▸ What you have to do:
Among the entries below, count each line holding the word "rough". Write only the number.
####################
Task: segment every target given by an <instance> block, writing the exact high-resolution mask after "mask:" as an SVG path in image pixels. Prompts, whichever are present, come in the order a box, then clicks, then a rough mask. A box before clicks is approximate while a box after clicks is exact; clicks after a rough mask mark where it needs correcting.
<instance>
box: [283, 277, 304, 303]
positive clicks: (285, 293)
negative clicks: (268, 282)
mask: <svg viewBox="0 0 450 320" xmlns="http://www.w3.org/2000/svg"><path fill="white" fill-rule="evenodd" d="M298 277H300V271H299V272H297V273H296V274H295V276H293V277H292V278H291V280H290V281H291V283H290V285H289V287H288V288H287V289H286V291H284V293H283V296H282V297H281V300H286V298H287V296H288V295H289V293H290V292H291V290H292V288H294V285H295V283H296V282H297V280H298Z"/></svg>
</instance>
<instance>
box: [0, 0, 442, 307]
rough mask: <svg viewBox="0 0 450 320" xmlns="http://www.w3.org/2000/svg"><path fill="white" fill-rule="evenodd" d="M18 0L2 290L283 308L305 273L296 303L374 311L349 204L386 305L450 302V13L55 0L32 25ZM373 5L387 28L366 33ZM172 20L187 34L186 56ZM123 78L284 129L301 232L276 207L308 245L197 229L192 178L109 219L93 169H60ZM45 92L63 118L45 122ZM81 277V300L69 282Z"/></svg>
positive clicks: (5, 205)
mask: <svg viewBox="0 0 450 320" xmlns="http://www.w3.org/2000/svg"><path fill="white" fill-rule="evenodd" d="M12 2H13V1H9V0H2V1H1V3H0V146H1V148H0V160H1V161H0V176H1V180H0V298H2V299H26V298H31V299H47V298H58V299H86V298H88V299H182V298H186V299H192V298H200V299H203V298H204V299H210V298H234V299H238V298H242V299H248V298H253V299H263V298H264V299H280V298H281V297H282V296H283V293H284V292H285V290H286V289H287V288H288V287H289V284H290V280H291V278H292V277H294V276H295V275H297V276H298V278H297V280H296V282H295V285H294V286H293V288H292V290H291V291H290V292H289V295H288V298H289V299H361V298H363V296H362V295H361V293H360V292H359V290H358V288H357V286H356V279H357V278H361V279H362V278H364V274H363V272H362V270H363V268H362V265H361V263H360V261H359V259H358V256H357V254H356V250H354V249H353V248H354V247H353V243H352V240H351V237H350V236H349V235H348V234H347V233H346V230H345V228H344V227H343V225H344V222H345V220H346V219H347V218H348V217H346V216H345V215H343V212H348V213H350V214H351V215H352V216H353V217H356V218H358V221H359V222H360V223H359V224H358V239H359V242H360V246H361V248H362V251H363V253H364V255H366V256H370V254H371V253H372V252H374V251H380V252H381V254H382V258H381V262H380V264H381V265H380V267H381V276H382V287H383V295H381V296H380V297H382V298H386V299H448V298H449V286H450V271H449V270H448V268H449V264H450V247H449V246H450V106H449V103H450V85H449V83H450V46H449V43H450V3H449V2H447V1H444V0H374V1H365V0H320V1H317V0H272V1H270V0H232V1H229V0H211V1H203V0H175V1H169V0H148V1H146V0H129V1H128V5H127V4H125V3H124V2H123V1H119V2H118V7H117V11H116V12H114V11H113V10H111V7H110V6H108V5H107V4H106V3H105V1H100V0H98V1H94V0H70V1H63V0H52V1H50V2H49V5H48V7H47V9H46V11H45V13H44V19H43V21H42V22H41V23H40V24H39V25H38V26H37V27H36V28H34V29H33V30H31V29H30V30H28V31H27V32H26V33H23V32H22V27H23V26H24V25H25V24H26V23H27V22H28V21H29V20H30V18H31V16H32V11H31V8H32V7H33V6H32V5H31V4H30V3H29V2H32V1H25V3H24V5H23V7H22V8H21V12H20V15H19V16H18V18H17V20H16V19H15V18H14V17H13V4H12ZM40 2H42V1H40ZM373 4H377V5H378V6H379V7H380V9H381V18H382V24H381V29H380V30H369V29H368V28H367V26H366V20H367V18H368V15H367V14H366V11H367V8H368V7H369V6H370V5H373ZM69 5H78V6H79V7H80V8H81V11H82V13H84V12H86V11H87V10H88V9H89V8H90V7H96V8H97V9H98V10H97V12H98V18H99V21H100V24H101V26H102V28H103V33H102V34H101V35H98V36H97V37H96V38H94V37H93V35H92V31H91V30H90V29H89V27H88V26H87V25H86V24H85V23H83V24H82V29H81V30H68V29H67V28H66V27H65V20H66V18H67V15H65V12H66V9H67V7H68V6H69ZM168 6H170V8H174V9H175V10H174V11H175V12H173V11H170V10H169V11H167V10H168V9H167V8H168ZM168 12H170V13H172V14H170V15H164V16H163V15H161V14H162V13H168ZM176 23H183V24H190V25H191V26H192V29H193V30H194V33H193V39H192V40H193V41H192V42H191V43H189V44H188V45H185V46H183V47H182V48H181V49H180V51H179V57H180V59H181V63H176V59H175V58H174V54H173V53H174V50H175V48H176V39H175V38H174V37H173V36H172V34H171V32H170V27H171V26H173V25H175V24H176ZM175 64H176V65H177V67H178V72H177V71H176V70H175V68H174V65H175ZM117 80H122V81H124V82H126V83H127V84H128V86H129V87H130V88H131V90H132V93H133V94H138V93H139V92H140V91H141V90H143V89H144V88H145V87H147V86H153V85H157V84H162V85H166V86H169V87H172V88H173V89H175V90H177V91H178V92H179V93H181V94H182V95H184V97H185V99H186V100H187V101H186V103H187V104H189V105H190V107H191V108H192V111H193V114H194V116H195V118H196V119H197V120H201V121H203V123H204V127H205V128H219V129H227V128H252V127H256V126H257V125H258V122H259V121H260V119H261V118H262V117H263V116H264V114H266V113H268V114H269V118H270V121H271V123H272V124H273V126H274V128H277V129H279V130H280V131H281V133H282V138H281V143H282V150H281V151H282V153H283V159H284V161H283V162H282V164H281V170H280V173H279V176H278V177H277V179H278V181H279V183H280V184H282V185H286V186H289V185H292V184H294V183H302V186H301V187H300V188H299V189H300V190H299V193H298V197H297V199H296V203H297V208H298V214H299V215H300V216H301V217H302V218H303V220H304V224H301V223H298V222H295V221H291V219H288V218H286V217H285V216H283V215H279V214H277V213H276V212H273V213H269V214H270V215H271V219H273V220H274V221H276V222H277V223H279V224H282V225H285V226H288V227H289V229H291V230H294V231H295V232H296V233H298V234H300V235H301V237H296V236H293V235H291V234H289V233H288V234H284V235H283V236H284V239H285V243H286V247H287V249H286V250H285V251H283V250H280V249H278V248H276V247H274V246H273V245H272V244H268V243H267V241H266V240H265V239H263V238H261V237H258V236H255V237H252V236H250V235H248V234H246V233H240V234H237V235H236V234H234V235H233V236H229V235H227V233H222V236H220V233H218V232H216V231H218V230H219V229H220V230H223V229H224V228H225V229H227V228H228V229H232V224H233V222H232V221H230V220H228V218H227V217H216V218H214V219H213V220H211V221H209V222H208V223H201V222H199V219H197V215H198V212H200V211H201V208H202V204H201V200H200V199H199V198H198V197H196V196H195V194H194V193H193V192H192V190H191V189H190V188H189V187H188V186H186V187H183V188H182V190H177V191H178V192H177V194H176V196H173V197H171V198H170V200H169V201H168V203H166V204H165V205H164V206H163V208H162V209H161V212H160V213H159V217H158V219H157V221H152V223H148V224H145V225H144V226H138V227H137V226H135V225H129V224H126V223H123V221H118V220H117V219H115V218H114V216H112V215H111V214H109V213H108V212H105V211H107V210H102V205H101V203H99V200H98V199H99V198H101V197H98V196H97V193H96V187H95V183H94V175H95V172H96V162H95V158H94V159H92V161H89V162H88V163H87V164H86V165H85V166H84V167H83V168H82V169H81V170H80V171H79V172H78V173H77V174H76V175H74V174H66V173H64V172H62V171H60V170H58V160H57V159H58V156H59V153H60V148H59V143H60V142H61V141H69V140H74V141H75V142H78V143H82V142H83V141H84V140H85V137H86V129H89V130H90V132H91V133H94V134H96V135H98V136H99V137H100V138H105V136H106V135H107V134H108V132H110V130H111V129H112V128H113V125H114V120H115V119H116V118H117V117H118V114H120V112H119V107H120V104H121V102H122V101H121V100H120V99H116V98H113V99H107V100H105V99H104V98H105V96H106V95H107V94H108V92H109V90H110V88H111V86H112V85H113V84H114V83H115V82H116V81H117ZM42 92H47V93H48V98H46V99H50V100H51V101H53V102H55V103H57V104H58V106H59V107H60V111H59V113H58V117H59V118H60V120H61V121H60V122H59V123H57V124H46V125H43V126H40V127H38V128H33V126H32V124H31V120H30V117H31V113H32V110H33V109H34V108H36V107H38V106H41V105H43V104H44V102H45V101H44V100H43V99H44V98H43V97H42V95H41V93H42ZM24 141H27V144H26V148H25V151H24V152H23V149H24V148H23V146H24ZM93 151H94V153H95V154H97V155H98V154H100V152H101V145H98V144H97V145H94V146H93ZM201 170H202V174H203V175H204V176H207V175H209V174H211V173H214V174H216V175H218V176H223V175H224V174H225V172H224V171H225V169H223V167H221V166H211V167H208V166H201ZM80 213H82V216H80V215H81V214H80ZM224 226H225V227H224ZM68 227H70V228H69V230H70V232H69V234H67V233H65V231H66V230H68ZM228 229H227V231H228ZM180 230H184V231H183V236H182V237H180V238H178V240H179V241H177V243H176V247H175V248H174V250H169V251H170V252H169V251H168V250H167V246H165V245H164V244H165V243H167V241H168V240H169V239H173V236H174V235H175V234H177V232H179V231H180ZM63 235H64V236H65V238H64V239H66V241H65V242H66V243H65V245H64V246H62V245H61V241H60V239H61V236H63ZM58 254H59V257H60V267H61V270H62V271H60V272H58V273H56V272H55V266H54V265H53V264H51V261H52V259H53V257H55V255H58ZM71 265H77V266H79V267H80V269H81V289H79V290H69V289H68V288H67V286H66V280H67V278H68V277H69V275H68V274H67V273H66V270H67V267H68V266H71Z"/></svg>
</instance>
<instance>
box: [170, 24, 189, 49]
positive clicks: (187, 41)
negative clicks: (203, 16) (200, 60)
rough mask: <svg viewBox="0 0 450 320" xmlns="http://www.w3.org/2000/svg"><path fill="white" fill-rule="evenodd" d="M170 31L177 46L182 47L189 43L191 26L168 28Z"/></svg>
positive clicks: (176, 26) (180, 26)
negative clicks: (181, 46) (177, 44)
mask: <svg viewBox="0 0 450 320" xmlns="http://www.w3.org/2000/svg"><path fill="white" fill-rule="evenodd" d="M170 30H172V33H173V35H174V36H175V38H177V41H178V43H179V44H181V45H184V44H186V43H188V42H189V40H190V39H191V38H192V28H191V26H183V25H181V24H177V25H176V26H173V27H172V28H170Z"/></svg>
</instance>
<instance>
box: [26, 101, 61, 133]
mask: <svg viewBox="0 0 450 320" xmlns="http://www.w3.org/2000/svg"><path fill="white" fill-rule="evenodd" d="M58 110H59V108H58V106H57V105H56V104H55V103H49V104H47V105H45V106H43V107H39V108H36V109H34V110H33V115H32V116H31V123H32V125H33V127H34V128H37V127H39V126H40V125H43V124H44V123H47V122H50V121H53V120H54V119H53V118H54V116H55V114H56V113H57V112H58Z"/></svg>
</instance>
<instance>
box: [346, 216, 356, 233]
####################
▸ Answer space:
3